### [Text for analysis]
Start of Block
Childhood Cancer: Symptoms and Signs

Approved by the Cancer.Net Editorial Board, 12/2020

ON THIS PAGE: You will find out more about changes in a child’s body and other things that can signal a problem that may need medical care. Use the menu to see other pages.

Cancer can be hard to detect in children. Children with cancer may experience a variety of the signs or symptoms listed below, many of which are similar to common childhood illnesses. And, sometimes children with cancer do not show any of these changes. In addition, it's important to remember that the cause of a symptom or sign may be a different medical condition that is not cancer.

Many of the symptoms can be described using an acronym (CHILDCANCER) provided by The Pediatric Oncology Resource Center. (Please note this link takes you to a separate website.)

  • Continued, unexplained weight loss

  • Headaches, often with early morning vomiting

  • Increased swelling or persistent pain in the bones, joints, back, or legs

  • Lump or mass, especially in the abdomen, neck, chest, pelvis, or armpits

  • Development of excessive bruising, bleeding, or rash

  • Constant, frequent, or persistent infections

  • A whitish color behind the pupil

  • Nausea that persists or vomiting without nausea

  • Constant tiredness or noticeable paleness

  • Eye or vision changes that occur suddenly and persist

  • Recurring or persistent fevers of unknown origin

If you are concerned about any changes in your child, please talk with your family doctor. Your doctor will ask how long and how often your child has been experiencing the symptom(s), in addition to other questions. This is to help figure out the cause of the problem, called a diagnosis.

If cancer is diagnosed, relieving symptoms is an important part of cancer care and treatment. This may be called palliative care or supportive care. It is often started soon after diagnosis and continued throughout treatment. Be sure to talk with your child’s health care team about symptoms your child experiences, including any new symptoms or a change in symptoms.
End of Block
### [Information given]
Start of Block
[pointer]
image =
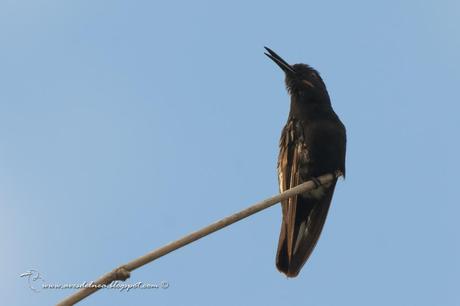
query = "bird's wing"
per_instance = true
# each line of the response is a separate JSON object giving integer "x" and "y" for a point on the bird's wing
{"x": 289, "y": 159}
{"x": 303, "y": 215}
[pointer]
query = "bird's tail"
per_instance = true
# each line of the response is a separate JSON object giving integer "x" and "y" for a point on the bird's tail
{"x": 301, "y": 227}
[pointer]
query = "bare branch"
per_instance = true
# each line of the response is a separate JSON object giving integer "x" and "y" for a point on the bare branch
{"x": 123, "y": 272}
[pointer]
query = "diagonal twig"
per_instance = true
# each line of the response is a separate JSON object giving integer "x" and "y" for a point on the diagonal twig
{"x": 123, "y": 272}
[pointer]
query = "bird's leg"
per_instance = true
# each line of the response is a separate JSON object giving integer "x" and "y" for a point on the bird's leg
{"x": 316, "y": 181}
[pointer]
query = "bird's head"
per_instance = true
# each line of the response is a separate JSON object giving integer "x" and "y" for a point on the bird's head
{"x": 301, "y": 79}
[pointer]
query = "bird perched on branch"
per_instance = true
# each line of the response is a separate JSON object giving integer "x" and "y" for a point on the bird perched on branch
{"x": 312, "y": 143}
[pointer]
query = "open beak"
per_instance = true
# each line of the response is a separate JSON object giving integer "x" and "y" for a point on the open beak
{"x": 279, "y": 61}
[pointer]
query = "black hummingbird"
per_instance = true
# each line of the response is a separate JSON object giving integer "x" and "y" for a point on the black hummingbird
{"x": 312, "y": 143}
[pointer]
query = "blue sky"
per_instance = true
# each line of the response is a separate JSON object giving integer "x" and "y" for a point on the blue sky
{"x": 125, "y": 125}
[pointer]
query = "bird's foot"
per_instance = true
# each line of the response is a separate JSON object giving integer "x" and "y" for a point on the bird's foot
{"x": 316, "y": 181}
{"x": 338, "y": 173}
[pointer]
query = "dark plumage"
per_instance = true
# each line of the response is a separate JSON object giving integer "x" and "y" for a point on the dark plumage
{"x": 312, "y": 143}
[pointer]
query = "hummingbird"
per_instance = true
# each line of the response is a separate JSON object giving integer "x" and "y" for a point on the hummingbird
{"x": 313, "y": 143}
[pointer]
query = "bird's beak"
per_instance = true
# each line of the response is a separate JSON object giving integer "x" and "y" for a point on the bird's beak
{"x": 288, "y": 69}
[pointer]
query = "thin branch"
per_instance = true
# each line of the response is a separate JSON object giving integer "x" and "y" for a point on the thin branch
{"x": 123, "y": 272}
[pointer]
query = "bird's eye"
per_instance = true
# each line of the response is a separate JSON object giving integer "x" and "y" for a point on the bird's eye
End of Block
Answer these from the childhood cancer text:
1. Which organization provides the CHILDCANCER acronym?
2. Which listed symptom often comes with early morning vomiting?
3. What two names may be used for relieving symptoms once cancer is diagnosed?

### [Answer for this exercise]
1. The Pediatric Oncology Resource Center
2. Headaches
3. Palliative care or supportive care